**ASSIGNMENT:**
Look through the entries below. Say how many lines include "green", with nothing added.

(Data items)
----
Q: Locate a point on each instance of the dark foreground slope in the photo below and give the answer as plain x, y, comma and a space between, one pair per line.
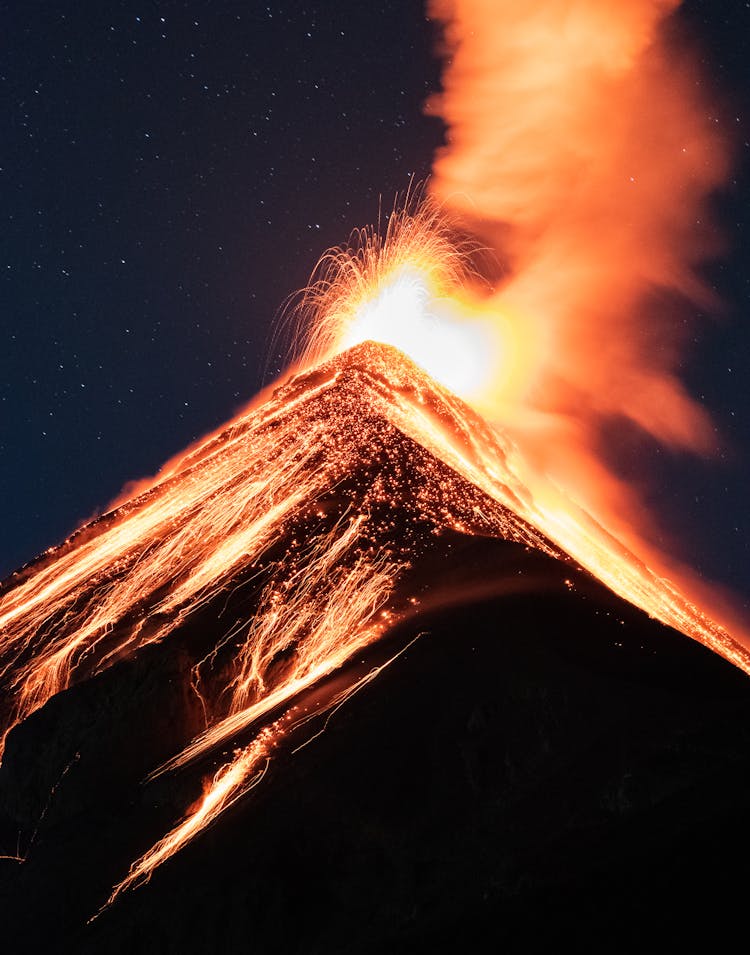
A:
545, 769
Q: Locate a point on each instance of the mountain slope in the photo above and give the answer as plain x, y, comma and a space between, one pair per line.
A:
200, 633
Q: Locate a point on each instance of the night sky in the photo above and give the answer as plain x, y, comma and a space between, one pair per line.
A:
172, 171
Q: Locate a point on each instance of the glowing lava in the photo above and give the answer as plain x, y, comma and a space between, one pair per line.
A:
298, 522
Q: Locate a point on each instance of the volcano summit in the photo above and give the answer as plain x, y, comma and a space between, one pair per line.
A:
362, 522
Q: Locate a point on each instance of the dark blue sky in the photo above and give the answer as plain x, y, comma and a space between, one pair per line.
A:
172, 171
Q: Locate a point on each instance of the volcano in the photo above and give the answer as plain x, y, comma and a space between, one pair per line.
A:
336, 681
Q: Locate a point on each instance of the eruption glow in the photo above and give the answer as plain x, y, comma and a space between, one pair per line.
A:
578, 150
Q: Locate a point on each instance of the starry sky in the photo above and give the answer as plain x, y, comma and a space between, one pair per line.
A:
170, 173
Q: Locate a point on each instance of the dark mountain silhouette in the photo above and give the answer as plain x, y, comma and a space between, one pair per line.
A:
538, 764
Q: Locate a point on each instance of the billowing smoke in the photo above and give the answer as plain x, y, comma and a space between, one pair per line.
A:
581, 148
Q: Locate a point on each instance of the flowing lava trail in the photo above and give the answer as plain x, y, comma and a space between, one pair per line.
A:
412, 397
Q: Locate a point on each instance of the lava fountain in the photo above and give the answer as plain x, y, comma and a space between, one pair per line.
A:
423, 398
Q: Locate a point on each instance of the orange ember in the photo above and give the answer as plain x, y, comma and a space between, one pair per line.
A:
579, 151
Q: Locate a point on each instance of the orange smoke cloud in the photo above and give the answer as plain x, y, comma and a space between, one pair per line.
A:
580, 147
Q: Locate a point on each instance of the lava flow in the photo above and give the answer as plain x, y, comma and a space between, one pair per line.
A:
412, 414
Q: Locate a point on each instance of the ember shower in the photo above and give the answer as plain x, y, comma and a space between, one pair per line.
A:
578, 150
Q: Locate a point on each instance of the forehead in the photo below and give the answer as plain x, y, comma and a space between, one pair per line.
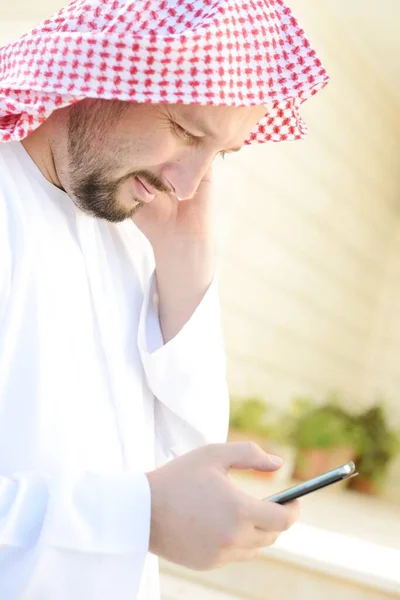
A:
219, 114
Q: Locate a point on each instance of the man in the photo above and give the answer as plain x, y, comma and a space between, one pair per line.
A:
111, 356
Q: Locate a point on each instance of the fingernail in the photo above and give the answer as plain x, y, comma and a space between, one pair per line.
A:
276, 460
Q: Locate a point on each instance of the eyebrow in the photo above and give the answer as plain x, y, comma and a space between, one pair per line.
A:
201, 126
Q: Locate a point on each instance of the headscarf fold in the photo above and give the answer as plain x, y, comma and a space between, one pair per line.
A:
207, 52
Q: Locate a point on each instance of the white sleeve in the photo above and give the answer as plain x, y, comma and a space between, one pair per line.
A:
91, 528
187, 375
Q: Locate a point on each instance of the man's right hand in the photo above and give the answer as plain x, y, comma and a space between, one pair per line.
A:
201, 520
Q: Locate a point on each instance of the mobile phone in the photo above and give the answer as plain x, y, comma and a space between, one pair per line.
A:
339, 474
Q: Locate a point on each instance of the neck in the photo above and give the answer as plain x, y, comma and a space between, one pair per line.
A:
37, 145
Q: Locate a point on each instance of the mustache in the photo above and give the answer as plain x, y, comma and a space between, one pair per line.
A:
150, 178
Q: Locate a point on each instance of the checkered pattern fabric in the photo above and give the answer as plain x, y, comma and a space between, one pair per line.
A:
208, 52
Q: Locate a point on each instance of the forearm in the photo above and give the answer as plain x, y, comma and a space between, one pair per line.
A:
183, 276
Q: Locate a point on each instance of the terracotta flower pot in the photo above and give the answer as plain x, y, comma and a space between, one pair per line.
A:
311, 462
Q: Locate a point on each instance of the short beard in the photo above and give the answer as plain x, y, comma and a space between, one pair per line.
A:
89, 124
99, 198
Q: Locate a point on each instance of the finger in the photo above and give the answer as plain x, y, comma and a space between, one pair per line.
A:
270, 516
258, 538
245, 455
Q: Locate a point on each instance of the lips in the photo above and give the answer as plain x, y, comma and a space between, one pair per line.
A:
143, 192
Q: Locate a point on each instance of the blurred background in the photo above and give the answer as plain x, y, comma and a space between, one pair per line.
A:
310, 289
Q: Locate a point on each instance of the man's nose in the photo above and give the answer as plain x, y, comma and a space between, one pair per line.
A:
186, 174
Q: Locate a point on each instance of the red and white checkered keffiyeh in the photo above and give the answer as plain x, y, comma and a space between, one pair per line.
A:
208, 52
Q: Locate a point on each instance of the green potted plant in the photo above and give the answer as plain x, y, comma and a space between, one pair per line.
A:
377, 446
324, 435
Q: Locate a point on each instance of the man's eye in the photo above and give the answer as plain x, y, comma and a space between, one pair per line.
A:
184, 134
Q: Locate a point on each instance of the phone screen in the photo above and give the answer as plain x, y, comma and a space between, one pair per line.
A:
340, 474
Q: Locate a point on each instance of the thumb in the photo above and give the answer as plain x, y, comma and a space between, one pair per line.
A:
247, 455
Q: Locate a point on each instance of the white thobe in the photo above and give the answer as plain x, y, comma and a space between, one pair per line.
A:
90, 397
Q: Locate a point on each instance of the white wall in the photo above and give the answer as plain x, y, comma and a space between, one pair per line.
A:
308, 231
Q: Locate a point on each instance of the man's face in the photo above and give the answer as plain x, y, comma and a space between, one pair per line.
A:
121, 155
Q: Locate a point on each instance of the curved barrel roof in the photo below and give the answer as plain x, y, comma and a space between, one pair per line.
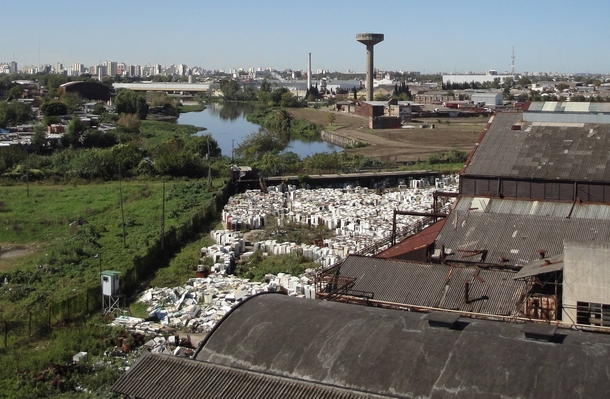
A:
399, 354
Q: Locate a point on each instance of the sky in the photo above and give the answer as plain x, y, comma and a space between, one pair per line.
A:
429, 36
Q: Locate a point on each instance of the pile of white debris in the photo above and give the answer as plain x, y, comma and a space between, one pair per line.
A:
358, 216
199, 304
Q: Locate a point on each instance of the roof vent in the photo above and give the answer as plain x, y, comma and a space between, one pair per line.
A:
539, 332
442, 319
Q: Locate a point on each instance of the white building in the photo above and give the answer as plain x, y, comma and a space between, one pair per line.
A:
489, 76
487, 98
586, 282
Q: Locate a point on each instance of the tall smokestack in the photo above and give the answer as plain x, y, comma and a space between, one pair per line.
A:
370, 40
309, 73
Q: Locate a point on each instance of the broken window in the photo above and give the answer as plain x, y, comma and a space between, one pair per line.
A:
596, 314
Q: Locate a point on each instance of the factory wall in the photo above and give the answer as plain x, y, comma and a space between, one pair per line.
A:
536, 190
586, 282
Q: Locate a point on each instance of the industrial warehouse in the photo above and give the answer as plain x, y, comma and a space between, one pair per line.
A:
504, 296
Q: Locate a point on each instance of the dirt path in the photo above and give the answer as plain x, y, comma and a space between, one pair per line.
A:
401, 145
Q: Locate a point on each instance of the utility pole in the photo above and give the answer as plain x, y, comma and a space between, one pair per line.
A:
209, 164
122, 211
163, 218
27, 176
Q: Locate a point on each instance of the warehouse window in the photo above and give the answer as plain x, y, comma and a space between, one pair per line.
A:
596, 314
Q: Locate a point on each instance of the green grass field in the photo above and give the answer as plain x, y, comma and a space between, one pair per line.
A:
154, 133
64, 227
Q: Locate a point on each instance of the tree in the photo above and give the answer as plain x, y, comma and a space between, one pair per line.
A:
16, 91
288, 100
72, 101
130, 123
14, 112
54, 108
40, 134
284, 121
562, 86
130, 102
257, 144
199, 145
229, 88
99, 109
73, 133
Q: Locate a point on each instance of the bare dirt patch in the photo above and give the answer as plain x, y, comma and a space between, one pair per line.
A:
401, 145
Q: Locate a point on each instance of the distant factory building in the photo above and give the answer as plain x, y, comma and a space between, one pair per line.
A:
487, 99
87, 90
489, 76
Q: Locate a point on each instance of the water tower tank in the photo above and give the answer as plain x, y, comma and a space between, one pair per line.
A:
110, 282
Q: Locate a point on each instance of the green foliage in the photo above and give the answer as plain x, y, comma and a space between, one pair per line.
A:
66, 255
161, 103
74, 131
255, 145
99, 109
15, 92
229, 88
11, 156
72, 101
14, 112
131, 102
452, 157
54, 108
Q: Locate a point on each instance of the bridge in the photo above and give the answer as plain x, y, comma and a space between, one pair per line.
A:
170, 87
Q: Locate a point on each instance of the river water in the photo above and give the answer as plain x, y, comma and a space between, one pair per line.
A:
228, 125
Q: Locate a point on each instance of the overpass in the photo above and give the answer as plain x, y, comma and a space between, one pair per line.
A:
170, 87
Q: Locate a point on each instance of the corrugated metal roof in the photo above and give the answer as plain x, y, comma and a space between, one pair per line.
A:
491, 292
397, 353
163, 377
552, 209
576, 152
423, 238
515, 230
541, 266
555, 106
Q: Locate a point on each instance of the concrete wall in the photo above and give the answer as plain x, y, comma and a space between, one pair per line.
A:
586, 275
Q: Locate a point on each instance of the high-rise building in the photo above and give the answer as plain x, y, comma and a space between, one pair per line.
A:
112, 68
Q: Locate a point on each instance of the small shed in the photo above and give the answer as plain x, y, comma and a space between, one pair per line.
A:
110, 282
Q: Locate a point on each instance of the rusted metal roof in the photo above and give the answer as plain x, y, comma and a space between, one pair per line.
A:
545, 151
399, 354
421, 239
162, 377
541, 266
511, 232
491, 292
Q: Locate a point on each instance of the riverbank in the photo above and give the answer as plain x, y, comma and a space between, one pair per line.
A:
397, 145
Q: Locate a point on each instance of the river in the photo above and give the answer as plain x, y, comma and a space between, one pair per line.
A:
228, 125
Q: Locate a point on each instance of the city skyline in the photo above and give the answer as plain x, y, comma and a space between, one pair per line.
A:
429, 38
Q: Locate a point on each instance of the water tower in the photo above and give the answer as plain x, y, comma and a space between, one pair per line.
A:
369, 40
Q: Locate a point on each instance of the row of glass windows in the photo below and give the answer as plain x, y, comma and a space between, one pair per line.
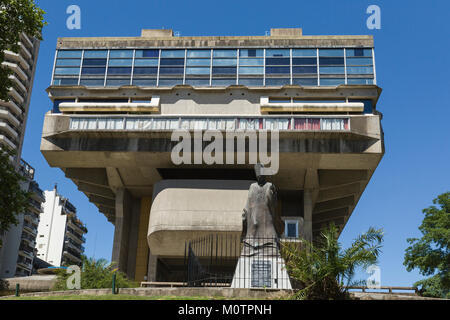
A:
204, 67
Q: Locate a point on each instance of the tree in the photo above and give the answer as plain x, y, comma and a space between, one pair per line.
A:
95, 274
16, 16
324, 270
431, 253
13, 199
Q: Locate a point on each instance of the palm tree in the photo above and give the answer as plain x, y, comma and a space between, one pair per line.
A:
324, 270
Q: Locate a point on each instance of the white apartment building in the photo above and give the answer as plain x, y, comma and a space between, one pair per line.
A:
60, 233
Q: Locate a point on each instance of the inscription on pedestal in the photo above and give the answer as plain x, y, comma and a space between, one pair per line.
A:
261, 274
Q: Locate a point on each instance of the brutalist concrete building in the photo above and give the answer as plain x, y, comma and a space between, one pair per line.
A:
117, 101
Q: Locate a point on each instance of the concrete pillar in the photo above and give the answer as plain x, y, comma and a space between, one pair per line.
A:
307, 214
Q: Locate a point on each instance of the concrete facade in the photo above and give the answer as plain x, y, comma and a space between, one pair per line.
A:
114, 142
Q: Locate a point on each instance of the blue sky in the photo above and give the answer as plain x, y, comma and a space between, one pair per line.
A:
411, 50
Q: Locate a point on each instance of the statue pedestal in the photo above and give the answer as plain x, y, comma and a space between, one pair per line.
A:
261, 272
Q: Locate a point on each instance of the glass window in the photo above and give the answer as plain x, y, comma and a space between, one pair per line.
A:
119, 70
197, 70
225, 62
121, 62
251, 62
145, 62
68, 62
360, 70
304, 61
224, 70
93, 71
145, 70
198, 62
304, 52
278, 69
305, 81
247, 53
359, 61
332, 70
144, 82
121, 54
94, 62
95, 53
278, 61
150, 53
69, 53
304, 69
331, 52
199, 53
277, 81
277, 53
67, 71
251, 70
172, 54
331, 81
226, 53
359, 52
172, 62
251, 81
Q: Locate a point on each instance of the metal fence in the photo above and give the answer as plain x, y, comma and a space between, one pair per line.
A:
227, 260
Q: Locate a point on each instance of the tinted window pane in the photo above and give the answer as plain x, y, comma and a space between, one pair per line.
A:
225, 53
143, 70
144, 82
331, 61
119, 70
121, 54
251, 62
332, 70
278, 69
94, 62
172, 53
251, 81
277, 53
67, 71
305, 81
198, 70
304, 61
69, 54
251, 70
304, 52
93, 70
251, 52
199, 53
68, 62
198, 62
168, 70
224, 70
277, 81
331, 52
95, 53
121, 62
224, 62
277, 61
146, 62
307, 69
172, 62
151, 53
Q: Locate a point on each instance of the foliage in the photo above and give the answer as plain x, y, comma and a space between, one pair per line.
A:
16, 16
13, 199
95, 274
323, 269
431, 253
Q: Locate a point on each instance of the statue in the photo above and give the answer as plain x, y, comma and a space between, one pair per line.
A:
261, 225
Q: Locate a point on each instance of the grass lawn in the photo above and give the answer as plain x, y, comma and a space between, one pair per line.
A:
112, 297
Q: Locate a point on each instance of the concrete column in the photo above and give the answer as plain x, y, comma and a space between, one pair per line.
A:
307, 217
122, 229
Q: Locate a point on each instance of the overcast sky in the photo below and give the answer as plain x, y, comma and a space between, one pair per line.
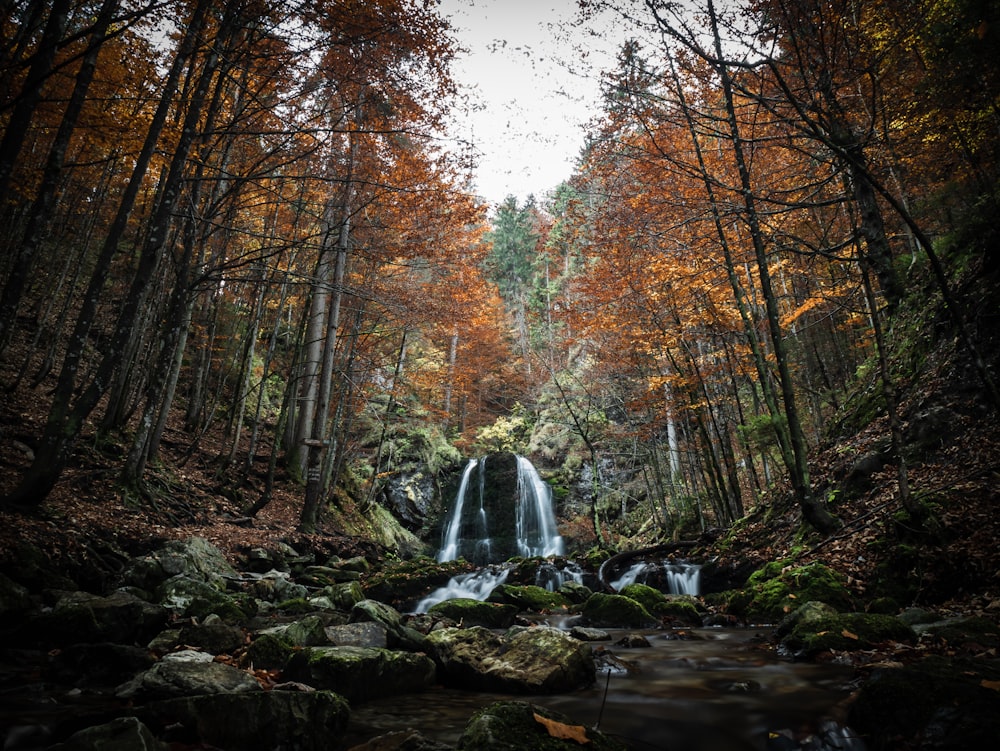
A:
533, 75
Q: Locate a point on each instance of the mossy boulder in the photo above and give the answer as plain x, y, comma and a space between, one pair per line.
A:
779, 588
938, 703
403, 583
343, 596
846, 631
521, 726
529, 597
469, 612
302, 720
361, 673
616, 611
268, 651
537, 660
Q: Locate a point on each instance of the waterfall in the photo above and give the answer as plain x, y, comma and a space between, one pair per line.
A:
536, 521
506, 512
449, 547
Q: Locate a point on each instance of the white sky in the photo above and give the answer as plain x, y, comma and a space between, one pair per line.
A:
534, 82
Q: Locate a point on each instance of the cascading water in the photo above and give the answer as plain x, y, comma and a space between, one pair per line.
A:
536, 521
506, 512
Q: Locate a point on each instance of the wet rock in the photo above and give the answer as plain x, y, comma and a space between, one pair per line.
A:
402, 740
360, 673
102, 664
268, 652
81, 617
616, 611
534, 660
938, 704
195, 558
521, 726
528, 597
261, 721
198, 598
807, 613
362, 634
468, 612
343, 596
589, 634
121, 734
398, 634
305, 632
15, 601
633, 641
846, 631
186, 674
215, 637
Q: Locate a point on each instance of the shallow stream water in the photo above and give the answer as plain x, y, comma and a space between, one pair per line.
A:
704, 689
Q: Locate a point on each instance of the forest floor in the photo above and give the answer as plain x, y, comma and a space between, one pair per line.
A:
89, 522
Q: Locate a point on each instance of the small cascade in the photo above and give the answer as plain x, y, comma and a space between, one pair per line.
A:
675, 578
449, 547
503, 509
474, 586
536, 521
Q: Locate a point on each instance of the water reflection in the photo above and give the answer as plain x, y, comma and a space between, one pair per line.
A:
713, 690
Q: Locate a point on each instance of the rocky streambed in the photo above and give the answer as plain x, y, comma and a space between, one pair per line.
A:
186, 651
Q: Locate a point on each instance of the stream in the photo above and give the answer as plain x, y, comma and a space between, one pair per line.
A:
699, 689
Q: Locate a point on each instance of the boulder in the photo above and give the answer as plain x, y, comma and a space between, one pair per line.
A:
398, 634
521, 726
81, 617
197, 598
102, 664
362, 634
194, 558
468, 612
187, 674
121, 734
305, 632
528, 597
936, 704
15, 601
402, 740
359, 673
536, 660
212, 636
616, 611
845, 631
260, 721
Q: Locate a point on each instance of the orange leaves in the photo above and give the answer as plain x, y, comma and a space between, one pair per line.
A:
563, 731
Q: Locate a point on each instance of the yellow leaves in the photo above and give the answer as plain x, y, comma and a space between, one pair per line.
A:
563, 731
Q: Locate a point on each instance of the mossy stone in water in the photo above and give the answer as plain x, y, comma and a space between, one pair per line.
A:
847, 631
940, 703
471, 612
611, 611
512, 726
529, 597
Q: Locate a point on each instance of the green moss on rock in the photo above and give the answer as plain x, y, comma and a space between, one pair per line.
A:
512, 726
470, 612
616, 611
847, 631
529, 597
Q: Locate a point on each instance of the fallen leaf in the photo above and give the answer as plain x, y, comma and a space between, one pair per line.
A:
556, 729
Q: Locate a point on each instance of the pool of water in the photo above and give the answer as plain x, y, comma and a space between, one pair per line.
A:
698, 689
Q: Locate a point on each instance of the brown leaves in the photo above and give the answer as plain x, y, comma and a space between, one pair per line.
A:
558, 729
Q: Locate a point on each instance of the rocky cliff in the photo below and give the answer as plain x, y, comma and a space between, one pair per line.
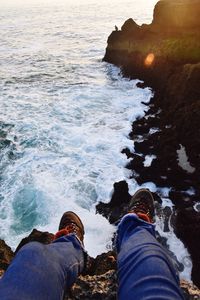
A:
101, 281
166, 56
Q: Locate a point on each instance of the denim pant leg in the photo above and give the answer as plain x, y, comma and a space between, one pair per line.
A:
42, 272
144, 269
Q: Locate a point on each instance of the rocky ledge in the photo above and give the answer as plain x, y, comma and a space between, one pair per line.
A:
166, 56
101, 281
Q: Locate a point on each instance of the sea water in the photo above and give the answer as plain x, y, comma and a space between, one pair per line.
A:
68, 115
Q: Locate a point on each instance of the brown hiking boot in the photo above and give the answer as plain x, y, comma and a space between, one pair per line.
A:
71, 223
142, 204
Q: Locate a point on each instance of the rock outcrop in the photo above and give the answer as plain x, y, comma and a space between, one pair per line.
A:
166, 56
101, 281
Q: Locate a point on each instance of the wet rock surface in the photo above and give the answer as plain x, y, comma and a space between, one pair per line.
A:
6, 255
166, 55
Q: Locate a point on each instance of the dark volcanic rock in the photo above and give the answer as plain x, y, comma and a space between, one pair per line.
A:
166, 55
101, 283
188, 230
6, 255
118, 204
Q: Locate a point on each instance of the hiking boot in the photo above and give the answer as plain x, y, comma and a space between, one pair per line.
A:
142, 204
71, 223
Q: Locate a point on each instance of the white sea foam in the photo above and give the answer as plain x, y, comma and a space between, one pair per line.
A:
71, 114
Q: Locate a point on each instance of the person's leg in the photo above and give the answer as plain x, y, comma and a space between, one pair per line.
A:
144, 268
43, 272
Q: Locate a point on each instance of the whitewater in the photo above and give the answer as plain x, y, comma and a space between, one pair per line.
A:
67, 116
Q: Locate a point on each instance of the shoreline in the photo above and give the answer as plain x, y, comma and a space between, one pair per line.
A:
168, 61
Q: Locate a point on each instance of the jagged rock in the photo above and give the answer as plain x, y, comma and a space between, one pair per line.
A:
6, 255
98, 287
101, 284
118, 204
36, 236
173, 43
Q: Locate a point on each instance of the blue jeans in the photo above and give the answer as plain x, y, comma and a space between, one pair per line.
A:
144, 269
42, 272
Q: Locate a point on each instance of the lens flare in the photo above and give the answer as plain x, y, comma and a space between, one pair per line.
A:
149, 59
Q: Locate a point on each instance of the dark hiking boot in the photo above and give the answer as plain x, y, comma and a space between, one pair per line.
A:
142, 204
71, 223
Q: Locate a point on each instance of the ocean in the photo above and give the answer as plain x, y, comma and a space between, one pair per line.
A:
65, 117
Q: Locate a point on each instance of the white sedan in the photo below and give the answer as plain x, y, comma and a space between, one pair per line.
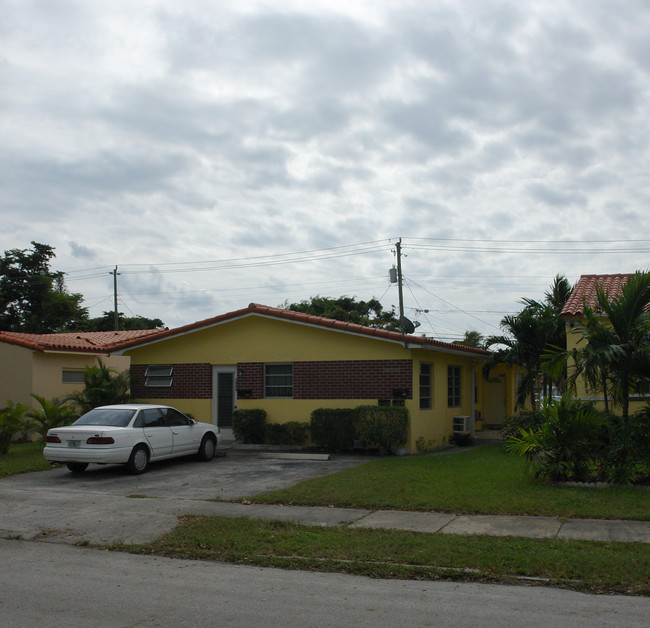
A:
130, 434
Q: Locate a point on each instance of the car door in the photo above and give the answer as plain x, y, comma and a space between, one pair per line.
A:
158, 433
184, 433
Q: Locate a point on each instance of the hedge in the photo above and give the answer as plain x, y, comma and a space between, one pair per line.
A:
334, 429
248, 426
385, 427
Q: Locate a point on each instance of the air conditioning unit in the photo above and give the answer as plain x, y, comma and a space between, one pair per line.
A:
463, 424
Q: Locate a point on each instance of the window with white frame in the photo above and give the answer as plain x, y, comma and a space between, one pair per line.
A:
159, 376
72, 376
453, 386
278, 380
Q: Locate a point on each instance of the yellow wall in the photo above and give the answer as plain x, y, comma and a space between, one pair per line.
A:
----
**RESPONSE:**
4